• Instructions for the task
Take the lines from the beginning of the data below through the line holding "Place a point on every instance of the drainpipe, shaped" and return exactly those.

**********

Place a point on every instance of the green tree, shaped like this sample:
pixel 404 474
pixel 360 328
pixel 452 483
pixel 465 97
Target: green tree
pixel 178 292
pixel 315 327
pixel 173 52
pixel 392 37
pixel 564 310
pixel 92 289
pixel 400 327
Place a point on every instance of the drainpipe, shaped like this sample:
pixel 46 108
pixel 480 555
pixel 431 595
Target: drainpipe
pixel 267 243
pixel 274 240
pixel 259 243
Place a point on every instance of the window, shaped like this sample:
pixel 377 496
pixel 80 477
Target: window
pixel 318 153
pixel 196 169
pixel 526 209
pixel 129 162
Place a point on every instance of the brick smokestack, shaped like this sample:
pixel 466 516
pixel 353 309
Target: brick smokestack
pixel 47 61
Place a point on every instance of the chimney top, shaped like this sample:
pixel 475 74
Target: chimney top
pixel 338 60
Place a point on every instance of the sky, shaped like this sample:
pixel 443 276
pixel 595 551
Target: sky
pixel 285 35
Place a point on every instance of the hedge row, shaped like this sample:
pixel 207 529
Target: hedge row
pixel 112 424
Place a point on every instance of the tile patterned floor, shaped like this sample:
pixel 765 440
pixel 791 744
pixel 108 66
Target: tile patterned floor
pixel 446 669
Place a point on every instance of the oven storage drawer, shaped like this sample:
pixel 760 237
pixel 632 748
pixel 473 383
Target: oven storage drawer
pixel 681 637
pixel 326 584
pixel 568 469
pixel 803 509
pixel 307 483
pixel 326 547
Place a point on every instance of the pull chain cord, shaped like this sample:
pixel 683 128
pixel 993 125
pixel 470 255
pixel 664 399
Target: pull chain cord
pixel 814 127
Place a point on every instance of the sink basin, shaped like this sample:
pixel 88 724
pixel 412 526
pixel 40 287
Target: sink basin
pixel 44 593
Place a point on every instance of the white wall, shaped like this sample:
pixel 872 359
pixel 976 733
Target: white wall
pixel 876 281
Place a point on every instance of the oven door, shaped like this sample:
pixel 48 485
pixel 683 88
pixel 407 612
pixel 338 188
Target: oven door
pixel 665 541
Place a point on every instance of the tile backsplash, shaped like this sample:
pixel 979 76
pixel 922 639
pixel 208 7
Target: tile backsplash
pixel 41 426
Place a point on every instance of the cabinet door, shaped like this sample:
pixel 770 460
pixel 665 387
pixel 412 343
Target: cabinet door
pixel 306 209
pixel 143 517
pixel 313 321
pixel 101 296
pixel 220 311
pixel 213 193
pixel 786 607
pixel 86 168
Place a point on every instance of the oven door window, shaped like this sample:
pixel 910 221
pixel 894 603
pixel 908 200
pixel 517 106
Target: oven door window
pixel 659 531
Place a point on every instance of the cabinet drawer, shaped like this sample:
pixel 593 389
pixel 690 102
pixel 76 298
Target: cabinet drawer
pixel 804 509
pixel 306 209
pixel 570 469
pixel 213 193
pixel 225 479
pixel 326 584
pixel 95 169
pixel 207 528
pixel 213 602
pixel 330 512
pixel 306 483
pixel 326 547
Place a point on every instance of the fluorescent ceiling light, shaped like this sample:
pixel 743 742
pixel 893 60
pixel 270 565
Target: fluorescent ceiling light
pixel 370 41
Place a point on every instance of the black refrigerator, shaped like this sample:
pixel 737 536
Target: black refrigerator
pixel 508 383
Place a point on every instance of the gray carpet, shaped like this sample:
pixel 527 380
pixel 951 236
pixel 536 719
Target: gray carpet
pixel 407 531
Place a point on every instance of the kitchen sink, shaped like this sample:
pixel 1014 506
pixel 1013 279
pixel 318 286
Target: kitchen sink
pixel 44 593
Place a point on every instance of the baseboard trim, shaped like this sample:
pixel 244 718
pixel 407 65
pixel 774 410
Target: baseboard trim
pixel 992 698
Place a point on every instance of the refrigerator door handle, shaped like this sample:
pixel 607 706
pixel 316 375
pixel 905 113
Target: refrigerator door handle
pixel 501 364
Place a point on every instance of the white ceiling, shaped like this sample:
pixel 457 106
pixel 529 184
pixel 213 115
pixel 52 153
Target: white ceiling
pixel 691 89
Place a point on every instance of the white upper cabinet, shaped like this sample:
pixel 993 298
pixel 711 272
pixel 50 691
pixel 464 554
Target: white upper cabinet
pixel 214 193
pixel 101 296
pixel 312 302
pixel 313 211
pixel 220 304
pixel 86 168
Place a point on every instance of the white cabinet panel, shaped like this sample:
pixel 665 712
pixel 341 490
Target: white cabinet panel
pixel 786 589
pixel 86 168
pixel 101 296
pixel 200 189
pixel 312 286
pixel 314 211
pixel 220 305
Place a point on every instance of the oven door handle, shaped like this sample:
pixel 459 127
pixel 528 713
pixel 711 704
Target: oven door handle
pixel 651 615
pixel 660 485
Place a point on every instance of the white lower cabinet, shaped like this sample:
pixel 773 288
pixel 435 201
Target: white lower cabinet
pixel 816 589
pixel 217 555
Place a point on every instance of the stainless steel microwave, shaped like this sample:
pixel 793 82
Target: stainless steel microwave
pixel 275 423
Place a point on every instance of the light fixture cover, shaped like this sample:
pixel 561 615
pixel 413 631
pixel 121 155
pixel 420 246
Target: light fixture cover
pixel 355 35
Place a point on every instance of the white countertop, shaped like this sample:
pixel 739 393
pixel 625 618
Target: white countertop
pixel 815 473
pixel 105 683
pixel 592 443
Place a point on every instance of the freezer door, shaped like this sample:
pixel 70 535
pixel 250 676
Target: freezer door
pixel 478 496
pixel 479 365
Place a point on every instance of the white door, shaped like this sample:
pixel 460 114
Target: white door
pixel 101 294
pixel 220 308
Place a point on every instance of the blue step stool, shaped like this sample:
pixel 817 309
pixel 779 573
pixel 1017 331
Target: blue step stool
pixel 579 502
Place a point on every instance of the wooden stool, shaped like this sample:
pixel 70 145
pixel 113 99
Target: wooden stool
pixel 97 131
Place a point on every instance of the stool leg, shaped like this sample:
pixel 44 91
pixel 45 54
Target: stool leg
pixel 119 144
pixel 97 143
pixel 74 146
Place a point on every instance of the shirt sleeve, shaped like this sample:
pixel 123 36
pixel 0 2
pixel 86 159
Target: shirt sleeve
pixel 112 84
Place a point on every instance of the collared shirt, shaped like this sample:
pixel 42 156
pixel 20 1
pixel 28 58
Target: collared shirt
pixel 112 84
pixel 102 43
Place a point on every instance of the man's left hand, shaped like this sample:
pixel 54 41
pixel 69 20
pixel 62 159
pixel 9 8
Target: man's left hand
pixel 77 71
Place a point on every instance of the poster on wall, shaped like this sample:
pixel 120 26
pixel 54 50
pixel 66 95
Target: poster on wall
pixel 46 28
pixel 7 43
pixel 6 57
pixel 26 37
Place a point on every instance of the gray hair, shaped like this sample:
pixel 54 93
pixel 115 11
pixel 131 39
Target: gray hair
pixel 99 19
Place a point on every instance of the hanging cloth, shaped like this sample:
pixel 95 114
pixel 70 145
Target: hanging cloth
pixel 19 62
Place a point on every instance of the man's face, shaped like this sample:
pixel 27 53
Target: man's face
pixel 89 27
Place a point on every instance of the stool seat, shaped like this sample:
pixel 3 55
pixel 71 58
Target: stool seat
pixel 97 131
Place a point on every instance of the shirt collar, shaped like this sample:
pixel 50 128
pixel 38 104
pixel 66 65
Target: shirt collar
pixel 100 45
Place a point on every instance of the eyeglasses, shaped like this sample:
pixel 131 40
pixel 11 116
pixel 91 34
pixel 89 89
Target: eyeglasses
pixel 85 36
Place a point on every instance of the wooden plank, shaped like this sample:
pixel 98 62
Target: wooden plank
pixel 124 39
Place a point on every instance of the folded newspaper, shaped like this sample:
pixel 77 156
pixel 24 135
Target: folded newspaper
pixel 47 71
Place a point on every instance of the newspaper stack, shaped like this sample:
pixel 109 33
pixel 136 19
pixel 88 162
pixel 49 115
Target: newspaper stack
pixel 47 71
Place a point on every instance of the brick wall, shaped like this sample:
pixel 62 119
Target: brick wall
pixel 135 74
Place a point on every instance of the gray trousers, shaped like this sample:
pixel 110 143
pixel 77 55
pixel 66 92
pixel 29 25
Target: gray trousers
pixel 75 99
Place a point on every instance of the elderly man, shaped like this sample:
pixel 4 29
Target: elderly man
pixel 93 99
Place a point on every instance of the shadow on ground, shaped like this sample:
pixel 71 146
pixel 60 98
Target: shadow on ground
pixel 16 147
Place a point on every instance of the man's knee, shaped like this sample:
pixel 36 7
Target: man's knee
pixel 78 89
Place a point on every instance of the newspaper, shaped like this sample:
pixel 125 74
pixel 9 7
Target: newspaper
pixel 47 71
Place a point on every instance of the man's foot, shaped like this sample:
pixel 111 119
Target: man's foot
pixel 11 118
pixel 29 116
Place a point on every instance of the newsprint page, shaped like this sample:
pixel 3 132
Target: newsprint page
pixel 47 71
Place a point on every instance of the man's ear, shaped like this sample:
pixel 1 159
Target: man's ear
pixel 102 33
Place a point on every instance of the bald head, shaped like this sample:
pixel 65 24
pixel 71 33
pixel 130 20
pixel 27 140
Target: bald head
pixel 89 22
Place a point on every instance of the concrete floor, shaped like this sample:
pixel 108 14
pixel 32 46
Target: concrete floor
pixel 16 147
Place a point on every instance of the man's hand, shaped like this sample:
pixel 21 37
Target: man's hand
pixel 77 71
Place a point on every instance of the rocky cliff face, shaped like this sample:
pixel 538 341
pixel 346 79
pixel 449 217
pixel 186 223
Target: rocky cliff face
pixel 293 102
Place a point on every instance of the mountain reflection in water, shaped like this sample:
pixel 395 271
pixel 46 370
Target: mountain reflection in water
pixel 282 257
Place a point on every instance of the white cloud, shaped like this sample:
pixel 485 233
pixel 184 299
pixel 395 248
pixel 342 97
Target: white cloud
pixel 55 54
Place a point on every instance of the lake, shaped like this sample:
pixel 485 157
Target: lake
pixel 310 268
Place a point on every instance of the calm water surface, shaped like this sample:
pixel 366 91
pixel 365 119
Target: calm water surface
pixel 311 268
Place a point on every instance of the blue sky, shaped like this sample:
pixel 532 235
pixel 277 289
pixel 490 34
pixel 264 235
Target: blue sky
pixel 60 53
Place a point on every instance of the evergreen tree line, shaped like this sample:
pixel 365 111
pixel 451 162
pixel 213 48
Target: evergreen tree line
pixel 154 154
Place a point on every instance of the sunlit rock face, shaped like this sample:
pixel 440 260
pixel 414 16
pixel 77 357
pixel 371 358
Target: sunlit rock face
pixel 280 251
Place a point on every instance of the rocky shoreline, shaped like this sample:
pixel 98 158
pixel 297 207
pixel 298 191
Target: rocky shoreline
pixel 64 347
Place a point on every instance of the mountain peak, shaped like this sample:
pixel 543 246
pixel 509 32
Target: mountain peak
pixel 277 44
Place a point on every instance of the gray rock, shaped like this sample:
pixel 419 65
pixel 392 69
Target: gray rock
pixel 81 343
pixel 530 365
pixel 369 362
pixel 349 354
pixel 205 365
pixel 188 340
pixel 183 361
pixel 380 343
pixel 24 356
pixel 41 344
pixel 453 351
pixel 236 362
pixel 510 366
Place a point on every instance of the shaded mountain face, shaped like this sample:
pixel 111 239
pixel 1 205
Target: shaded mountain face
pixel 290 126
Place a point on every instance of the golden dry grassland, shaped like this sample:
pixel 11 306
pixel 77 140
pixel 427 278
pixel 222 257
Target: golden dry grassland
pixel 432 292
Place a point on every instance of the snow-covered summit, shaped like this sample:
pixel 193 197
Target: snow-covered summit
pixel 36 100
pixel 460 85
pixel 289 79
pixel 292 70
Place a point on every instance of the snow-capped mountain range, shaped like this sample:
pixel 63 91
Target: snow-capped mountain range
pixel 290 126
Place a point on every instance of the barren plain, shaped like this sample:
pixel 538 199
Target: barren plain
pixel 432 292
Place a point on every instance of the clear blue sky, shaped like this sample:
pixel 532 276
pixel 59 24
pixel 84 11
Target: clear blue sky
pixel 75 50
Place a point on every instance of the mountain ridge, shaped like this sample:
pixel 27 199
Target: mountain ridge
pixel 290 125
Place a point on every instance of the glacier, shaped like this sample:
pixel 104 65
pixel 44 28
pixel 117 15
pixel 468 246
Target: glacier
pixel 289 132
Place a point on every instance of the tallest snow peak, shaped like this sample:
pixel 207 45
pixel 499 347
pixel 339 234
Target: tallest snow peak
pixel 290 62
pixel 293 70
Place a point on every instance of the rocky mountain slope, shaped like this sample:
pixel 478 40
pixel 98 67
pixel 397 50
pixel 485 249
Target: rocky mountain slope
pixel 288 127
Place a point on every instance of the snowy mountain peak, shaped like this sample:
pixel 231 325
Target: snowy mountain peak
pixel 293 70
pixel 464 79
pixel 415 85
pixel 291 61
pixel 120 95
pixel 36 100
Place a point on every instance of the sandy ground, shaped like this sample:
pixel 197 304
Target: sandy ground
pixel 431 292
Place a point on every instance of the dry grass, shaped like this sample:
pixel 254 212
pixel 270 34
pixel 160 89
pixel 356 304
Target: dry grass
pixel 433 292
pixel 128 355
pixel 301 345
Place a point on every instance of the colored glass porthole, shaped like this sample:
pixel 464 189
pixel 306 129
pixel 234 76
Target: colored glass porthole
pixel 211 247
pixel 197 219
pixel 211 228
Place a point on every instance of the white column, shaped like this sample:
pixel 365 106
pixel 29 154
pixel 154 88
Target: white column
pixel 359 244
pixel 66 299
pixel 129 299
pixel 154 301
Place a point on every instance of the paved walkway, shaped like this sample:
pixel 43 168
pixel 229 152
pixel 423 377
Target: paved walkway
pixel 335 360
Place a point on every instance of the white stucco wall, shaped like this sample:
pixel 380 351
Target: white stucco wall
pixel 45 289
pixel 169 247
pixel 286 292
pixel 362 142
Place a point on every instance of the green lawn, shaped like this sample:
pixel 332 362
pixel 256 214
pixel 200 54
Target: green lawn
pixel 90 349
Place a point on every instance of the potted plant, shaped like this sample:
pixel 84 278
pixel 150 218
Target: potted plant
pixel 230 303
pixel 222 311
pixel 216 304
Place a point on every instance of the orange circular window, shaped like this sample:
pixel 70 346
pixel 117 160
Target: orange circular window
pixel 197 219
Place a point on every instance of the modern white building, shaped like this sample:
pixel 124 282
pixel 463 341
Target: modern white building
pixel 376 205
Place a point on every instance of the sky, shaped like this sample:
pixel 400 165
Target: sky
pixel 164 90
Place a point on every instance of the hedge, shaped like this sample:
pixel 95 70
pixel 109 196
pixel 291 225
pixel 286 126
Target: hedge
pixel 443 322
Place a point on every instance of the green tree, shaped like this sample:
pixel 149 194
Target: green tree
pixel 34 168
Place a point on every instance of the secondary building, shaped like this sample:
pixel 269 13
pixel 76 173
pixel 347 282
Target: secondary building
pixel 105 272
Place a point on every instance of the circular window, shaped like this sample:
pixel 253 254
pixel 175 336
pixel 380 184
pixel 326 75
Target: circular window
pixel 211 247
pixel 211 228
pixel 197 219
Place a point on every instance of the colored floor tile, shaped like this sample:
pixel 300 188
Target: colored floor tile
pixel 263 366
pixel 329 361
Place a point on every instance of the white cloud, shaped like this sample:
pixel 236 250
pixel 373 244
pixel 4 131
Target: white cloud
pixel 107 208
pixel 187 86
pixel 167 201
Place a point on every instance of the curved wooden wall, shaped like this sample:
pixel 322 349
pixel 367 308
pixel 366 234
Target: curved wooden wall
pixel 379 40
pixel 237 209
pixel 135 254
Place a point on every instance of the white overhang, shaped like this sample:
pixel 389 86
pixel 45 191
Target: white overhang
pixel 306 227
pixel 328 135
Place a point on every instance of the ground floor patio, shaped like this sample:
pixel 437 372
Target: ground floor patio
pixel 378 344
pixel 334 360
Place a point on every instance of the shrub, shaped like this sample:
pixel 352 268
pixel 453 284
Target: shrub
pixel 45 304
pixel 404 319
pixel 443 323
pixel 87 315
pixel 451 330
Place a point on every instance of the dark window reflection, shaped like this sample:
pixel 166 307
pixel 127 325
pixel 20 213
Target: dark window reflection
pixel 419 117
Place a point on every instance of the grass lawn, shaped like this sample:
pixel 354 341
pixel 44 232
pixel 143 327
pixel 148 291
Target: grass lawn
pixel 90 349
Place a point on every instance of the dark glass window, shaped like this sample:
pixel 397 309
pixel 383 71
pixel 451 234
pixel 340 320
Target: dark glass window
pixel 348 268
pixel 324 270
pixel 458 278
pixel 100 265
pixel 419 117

**********

• The answer
Place a point on every instance of the green tree, shaped like this sample:
pixel 404 474
pixel 360 328
pixel 452 483
pixel 465 97
Target: green tree
pixel 178 292
pixel 315 327
pixel 173 52
pixel 392 37
pixel 564 310
pixel 92 289
pixel 400 327
Place a point on every instance of the drainpipe, shaped like this sample:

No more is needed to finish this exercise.